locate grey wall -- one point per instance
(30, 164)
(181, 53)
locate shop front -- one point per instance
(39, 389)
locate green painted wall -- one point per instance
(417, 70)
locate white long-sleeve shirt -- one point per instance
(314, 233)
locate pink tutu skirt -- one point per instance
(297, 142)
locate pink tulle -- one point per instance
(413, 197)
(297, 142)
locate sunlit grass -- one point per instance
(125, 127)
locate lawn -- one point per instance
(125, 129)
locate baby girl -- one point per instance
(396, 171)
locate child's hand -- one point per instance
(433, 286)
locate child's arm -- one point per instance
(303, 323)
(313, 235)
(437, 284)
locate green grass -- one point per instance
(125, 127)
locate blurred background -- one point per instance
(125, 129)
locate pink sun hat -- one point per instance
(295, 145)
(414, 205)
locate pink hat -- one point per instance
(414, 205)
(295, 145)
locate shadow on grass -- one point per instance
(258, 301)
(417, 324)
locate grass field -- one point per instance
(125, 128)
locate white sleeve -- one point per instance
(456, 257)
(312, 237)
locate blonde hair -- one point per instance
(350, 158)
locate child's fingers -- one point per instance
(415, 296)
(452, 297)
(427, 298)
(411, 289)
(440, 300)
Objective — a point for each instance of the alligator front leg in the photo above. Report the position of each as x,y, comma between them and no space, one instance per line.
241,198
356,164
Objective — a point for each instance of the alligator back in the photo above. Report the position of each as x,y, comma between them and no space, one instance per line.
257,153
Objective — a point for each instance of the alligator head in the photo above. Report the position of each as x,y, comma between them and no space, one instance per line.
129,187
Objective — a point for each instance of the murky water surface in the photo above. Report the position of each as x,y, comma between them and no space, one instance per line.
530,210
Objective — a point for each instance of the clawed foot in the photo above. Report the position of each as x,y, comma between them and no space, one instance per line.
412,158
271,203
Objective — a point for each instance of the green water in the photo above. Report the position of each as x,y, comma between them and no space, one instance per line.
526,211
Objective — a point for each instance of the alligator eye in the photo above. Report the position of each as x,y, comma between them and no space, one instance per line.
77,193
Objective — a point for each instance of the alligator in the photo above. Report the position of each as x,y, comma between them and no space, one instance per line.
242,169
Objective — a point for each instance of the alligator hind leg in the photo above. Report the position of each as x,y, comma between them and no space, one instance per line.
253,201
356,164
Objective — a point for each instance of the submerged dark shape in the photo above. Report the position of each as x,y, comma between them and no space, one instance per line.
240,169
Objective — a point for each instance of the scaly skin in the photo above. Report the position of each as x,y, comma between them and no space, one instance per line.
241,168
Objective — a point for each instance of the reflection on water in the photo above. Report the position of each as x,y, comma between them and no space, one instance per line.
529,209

☆ ☆ ☆ ☆ ☆ ☆ ☆

Task →
The response should consist of all the entries, reproduced word for word.

Result →
locate grey wall -- one point per instance
(30, 164)
(181, 53)
locate shop front -- one point per instance
(39, 389)
locate green painted wall -- one point per instance
(417, 70)
locate white long-sleeve shirt -- one point per instance
(314, 233)
locate pink tutu skirt -- one point per instance
(297, 142)
locate pink tulle -- one point per instance
(413, 197)
(297, 142)
locate sunlit grass -- one point per instance
(125, 127)
locate lawn -- one point per instance
(125, 129)
locate baby girl -- one point per instance
(396, 171)
locate child's hand -- one point per instance
(433, 286)
locate child's arm -- one point per instance
(303, 323)
(313, 235)
(437, 284)
locate green grass -- one point per instance
(125, 127)
locate blurred background -- one point per instance
(125, 129)
locate pink sun hat -- one point per instance
(295, 145)
(414, 205)
locate pink hat -- one point per instance
(414, 205)
(295, 145)
locate shadow on grass -- one point per instance
(258, 301)
(417, 324)
locate grass field -- one point per instance
(125, 128)
locate white sleeve -- one point per instance
(456, 257)
(312, 237)
locate blonde hair -- one point per instance
(350, 158)
locate child's fingers -- one point per instance
(415, 296)
(452, 297)
(427, 298)
(411, 289)
(440, 300)
Objective — a point for each instance of the alligator front leg in the photo above. Report the position of each as x,y, comma between them and no space, one instance per line.
241,198
356,164
Objective — a point for each instance of the alligator back in the photo above. Report the position of each as x,y, comma between them and no space, one instance per line.
257,153
Objective — a point for each instance of the alligator head in the photo above. Report the position of each as x,y, comma between them and no space, one instance per line.
129,187
Objective — a point for each instance of the murky water surface in the photo above. Report the position of each as x,y, comma between them and no space, one instance per line.
530,210
Objective — a point for each instance of the clawed foot in the photo above. Report the position of each as x,y, comma between them and no space, one instance per line.
412,158
271,203
Objective — a point for each instance of the green water in the photo above. Report the position of each as x,y, comma between them and no space, one instance per line.
526,211
Objective — a point for each instance of the alligator eye in the photo above. Report the position of each as x,y, comma between them and no space, one instance per line.
77,193
Objective — a point for each instance of the alligator in the photo above. Report the position of each as x,y, comma between them and no space, one instance per line.
242,169
Objective — a point for each instance of the alligator hind leg in the photo above. Report the position of each as x,y, comma between them and no space, one instance per line.
253,201
356,164
Objective — a point for each instance of the submerged dark shape in the photo above. Report the position of each as x,y, comma between them and no space, one instance per line.
240,169
Objective — a point for each instance of the scaly skin in the photo above. Report the position of each as x,y, comma between them and no space, one instance per line.
241,168
Objective — a point for each instance of the reflection on water in the photo above. Report the position of each as x,y, comma between them and no space, one instance per line.
529,209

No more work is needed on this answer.